## Start Text passage
Case Study of the Producer, Inti Hererra
Cuba’s first English language film, “Eating the Sun”, a coproduction with Canada, is being produced by Inti Herrera who also is heading the new night spot of avant garde popular entertainment, La Fabrica de Arte Cubano.
Inti Herrera, formerly of 5ta Avenida Productions and I first met in 2003 through the international sales agent Alfredo Calvino whose then-company Latinofusion was selling Inti’s first fiction feature, “Viva Cuba”, a road movie of two kids traveling across Cuba in search of one’s father.
Inti graduated Eictv and worked for a long time as an independent producer of documentaries.
In 2009, when Camilo Vives, Icaic’s head of production created the Industry Sector of the Havana Film Festival Inti became its director and managed it until 2010. In 2010 when he was still running the industry space he invited me to speak about New Media, and I spoke of Peter Broderick who was then invited to do a workshop at Eictv.
## End Text passage
## Start Recorded data
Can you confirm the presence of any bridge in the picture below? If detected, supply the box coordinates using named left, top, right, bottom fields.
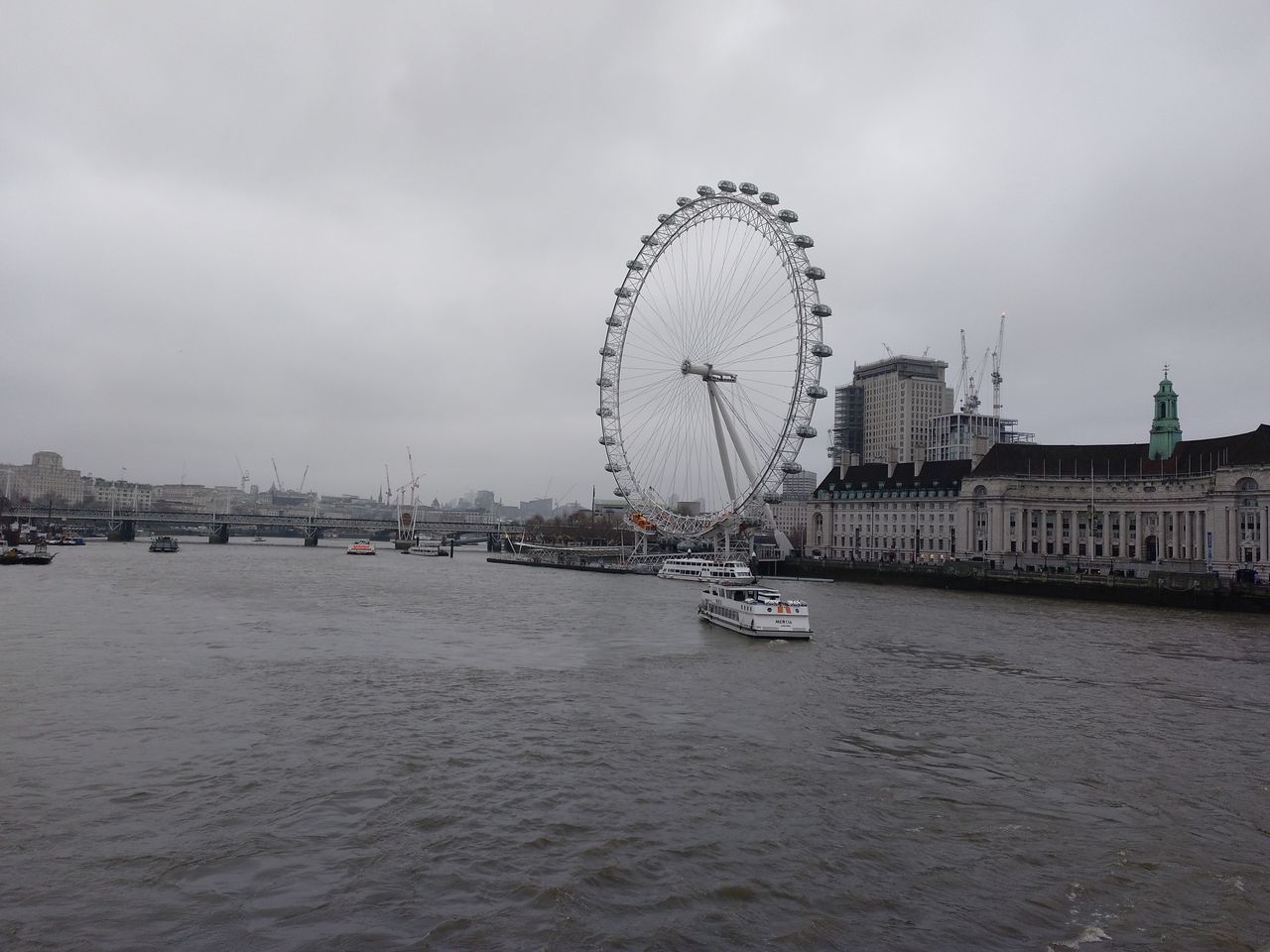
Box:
left=6, top=505, right=525, bottom=548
## End Recorded data
■ **Task instructions**
**A.** According to the case study, what was Cuba's first English language film?
**B.** Write out the section of the case study that begins with the words containing "Inti Herrera, formerly" and ends with "producer of documentaries.".

■ **Per-task answers**
**A.** "Eating the Sun," a coproduction with Canada.

**B.**
Inti Herrera, formerly of 5ta Avenida Productions and I first met in 2003 through the international sales agent Alfredo Calvino whose then-company Latinofusion was selling Inti’s first fiction feature, “Viva Cuba”, a road movie of two kids traveling across Cuba in search of one’s father.
Inti graduated Eictv and worked for a long time as an independent producer of documentaries.